-------- Podany fragment --------
Relatywizując powyższe uwagi na grunt niniejszej sprawy, należy w pełni zaaprobować stanowisko Sądu Rejonowego, ze zgromadzony materiał dowodowy nie pozwolił na przypisanie oskarżonej zarzucanego jej czynu z art. 54 § 1 i § 2 kks, tak w formie sprawczej jak i współsprawstwa, wobec niemożności wykazania zaistnienia po jej stronie zamiaru bezpośredniego. Ujawnione dowody i okoliczności towarzyszące zdarzeniu uprawniały natomiast do pociągnięcia oskarżonej do odpowiedzialności karno-skarbowej za pomocnictwo do tegoż czynu, przy czym wystarczającym było wykazanie po stronie pomocnika zamiaru ewentualnego, z którego to zadania sąd meriti właściwie się wywiązał. Skutecznie przekonuje argumentacja sądu orzekającego, iż ujawnione aspekty i okoliczności sprawy, m.in. takie jak: oskarżona jest osobą pełnoletnią i zdolną do rozpoznania znaczenia swoich czynów i kierowania w ich trakcie swoim postępowaniem; sprawca kierowniczy – jej ojciec był wielokrotnie karany, w tym 5 – krotnie za przemyt na granicy z Federacją Rosyjską i odbywał kary pozbawianie wolności, co wiadome było domownikom; fakt pozostawienia pojazdu na 2 dni za granicą, zza której powszechny jest przemyt nie tylko bursztynu, ale także wyroków tytoniowych i alkoholu, którym to procederem parał się także uprzednio wielokrotnie ojciec oskarżonej (przemyty na większą m.in. bursztynu nagłaśniane są w mediach), czy podjęcie działania nocą – legitymowały do dokonania ustalenia, że oskarżonej towarzyszyła świadomość możliwości popełnienia przypisanego czynu i godziła się na ten stan rzeczy. Ponownie należy zaakcentować, że pomocnik nie musi być w pełni poinformowany o zamiarze sprawcy i jedynie może przewidywać możliwość popełnienia przez niego przestępstwa, na co się godzi, skoro udziela pomocy, a zamiar ewentualny jest wystarczający dla wykazania pomocnictwa.
--------
Przełóż na język angielski to zdanie z fragmentu o pomocnictwie: „Ponownie należy zaakcentować, że pomocnik nie musi być w pełni poinformowany o zamiarze sprawcy i jedynie może przewidywać możliwość popełnienia przez niego przestępstwa, na co się godzi, skoro udziela pomocy, a zamiar ewentualny jest wystarczający dla wykazania pomocnictwa.”
-------- Wyodrębnione pozycje --------
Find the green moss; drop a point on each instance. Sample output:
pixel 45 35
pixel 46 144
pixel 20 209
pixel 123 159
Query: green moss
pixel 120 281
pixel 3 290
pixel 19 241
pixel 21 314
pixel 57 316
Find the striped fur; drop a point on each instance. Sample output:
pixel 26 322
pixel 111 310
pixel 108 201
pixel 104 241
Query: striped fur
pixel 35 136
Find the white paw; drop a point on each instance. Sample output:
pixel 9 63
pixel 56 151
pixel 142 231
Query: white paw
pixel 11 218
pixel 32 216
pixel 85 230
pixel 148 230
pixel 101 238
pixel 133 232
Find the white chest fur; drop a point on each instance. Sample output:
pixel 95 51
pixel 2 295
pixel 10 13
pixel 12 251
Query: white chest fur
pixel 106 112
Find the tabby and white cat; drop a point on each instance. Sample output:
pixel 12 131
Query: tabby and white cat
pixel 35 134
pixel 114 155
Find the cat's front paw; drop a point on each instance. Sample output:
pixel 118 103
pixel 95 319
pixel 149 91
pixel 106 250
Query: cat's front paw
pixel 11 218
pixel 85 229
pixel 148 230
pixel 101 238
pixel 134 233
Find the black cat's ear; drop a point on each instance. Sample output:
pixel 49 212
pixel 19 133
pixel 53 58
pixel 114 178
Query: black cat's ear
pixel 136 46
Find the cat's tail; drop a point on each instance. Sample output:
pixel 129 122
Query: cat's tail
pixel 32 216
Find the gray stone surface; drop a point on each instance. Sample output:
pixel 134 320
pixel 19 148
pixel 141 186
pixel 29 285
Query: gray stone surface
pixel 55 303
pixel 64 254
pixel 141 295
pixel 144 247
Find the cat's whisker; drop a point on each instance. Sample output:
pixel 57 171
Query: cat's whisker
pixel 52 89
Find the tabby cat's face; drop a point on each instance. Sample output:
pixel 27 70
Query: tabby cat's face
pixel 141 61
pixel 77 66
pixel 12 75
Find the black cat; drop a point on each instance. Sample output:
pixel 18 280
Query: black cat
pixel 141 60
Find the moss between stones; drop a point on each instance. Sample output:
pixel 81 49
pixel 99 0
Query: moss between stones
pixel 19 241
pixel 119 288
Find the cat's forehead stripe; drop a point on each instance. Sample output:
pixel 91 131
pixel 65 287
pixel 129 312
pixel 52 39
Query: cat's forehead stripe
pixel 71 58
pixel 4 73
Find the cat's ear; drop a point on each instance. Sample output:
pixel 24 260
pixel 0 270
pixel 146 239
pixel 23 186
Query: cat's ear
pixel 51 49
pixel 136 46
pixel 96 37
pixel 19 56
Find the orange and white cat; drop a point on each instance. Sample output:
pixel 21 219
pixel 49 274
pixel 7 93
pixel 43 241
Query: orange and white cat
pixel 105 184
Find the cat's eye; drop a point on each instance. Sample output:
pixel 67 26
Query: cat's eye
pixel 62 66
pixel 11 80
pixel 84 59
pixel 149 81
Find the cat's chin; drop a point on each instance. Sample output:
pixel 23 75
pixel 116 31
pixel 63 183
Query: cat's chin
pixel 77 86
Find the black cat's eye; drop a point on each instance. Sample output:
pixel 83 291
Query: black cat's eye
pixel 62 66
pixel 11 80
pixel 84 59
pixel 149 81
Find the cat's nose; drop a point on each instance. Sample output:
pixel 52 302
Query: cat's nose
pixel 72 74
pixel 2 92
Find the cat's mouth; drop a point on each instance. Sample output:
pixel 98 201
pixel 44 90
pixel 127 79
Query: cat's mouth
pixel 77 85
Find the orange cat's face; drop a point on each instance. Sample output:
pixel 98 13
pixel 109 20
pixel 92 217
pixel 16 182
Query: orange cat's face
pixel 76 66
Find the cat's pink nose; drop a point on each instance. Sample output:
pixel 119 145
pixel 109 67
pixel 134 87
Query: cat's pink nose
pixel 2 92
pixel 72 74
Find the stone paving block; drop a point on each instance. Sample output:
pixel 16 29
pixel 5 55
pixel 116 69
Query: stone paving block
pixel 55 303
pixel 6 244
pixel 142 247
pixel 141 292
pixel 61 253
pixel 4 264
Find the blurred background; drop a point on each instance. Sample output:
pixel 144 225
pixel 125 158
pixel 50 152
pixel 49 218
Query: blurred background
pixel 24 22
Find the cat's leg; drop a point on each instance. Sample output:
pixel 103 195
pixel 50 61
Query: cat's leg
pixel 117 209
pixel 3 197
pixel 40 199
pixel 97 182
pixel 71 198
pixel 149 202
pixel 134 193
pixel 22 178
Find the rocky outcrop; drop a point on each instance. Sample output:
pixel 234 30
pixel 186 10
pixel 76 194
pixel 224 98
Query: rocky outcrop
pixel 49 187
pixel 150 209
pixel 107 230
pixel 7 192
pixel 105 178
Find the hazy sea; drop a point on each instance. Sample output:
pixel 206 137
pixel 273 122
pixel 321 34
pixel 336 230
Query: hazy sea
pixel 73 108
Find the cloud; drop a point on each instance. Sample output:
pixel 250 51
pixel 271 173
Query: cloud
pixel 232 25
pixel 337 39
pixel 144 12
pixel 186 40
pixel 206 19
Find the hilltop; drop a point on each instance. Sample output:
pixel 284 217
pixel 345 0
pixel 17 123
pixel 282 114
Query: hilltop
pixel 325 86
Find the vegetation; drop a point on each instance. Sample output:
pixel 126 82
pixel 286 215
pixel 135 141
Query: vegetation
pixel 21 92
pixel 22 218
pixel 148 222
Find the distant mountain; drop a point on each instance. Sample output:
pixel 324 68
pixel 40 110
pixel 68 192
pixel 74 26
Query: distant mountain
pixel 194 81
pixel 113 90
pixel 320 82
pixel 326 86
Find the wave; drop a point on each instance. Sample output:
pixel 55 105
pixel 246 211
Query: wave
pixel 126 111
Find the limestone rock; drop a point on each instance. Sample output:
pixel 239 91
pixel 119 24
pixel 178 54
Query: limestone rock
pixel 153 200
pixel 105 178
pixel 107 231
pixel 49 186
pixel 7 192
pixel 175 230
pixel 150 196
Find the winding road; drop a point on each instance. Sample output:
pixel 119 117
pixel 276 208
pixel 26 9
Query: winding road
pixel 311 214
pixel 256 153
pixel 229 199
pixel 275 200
--------
▸ Oczekiwana odpowiedź
It must be emphasized once again that an aider need not be fully informed of the perpetrator's intent and may merely foresee the possibility of the perpetrator committing an offense, which the aider accepts, given that the aider provides assistance, and that eventual intent is sufficient to establish aiding.